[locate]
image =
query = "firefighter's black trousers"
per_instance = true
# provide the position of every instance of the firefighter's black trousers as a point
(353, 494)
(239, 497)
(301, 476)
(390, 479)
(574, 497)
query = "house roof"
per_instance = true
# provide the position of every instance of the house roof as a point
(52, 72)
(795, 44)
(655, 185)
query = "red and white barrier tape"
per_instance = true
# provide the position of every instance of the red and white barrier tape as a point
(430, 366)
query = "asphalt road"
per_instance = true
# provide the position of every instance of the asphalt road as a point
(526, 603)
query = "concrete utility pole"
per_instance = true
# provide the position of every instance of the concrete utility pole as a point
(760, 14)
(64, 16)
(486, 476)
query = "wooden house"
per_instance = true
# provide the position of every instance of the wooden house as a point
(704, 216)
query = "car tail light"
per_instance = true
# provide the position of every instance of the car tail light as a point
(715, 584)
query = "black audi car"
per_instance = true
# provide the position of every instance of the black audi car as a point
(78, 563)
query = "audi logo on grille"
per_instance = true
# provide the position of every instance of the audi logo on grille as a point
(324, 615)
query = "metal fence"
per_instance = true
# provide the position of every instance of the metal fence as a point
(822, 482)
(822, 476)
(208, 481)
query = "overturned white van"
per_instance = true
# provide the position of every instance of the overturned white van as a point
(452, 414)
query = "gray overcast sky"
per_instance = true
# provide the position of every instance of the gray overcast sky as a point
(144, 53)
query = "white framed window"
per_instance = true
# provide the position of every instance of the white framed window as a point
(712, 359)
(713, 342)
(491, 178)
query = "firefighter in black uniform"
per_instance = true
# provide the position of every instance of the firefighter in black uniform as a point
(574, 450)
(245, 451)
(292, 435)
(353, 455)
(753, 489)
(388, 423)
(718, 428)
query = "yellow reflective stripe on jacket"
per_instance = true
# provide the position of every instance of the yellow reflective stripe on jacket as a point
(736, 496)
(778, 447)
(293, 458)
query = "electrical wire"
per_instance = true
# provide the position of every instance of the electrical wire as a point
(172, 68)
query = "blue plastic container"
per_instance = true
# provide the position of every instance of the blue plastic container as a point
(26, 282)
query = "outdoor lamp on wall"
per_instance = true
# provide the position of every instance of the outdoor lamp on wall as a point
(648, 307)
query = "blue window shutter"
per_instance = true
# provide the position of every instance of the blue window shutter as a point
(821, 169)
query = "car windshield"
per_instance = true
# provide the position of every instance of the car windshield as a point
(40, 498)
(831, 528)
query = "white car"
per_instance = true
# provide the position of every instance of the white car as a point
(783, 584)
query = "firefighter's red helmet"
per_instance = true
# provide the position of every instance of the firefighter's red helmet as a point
▬▬▬
Task requirements: Return each line from the rows above that contains the string "lamp", copied verbatim. Matching is case-sensitive.

Response to this task:
query = "outdoor lamp on wall"
# provide the position of every instance of the outdoor lamp on wall as a point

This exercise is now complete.